* TEXT PROVIDED *

________

5.5 Tax Matters for Company Handled by Tax Matters Partner.  The Tax Matters Partner is authorized and required to represent the Company (at the Company’s expense) in connection with all examinations of the Company’s affairs by tax authorities, including administrative and judicial proceedings, and to expend Company funds for professional services and costs associated therewith.  The Tax Matters Partner shall have the authority and responsibility to arrange for the preparation of, and timely file, the Company’s tax returns.  Notwithstanding the foregoing, (a) the Tax Matters Partner will promptly notify the Members of the commencement of any audit or similar proceedings and will give a representative appointed by the Minority Interest (the “Minority Interest Representative”) prior notice of all scheduled telephonic or other meetings with the Internal Revenue Service or other taxing authority and copies of all notices or other written communications received from any taxing authority related thereto, (b) the Minority Interest Representative will have the right to attend such meetings and to control any audit (with counsel of its own choice) to the extent it relates to the tax treatment of the transactions described in the Contribution Agreement, and (c) the Tax Matters Partner will not make any material election or decision under the Code or in connection with any audit without the approval of the Minority Interest Representative, which approval shall not be unreasonably withheld.  The authority of the Tax Matters Partner under this Section 5.5 shall also be subject to the rights of the Members under any of the tax indemnity agreements between Chardan and a Member or its Affiliates.

________

* SOURCE EXCERPT *
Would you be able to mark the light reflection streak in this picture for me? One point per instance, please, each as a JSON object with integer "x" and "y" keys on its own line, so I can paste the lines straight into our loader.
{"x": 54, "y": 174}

________

* SHORT PROBLEM 1 *
Answer these questions from Section 5.5 on tax matters:
(a) At whose expense does the Tax Matters Partner represent the Company in examinations by tax authorities?
(b) Who appoints the Minority Interest Representative?
(c) Under which agreements can Members hold rights that also limit the Tax Matters Partner's authority?
* SHORT PROBLEM 2 *
Decide whether each statement agrees with Section 5.5 on tax matters. Answer yes or no for each, and quote the words of the section that settle it.
(a) The Tax Matters Partner is responsible for getting the Company's tax returns prepared and filed on time.
(b) The Minority Interest Representative may control an audit on any issue, without limit.
(c) The Minority Interest Representative may refuse approval of a material election for any reason at all.
The listing is separate material, unrelated to the text on tax matters.

* SOLUTION 1 *
(a) The Company's expense.
(b) The Minority Interest.
(c) The tax indemnity agreements between Chardan and a Member or its Affiliates.

* SOLUTION 2 *
(a) Yes: "The Tax Matters Partner shall have the authority and responsibility to arrange for the preparation of, and timely file, the Company’s tax returns."
(b) No: "to control any audit (with counsel of its own choice) to the extent it relates to the tax treatment of the transactions described in the Contribution Agreement"
(c) No: "which approval shall not be unreasonably withheld"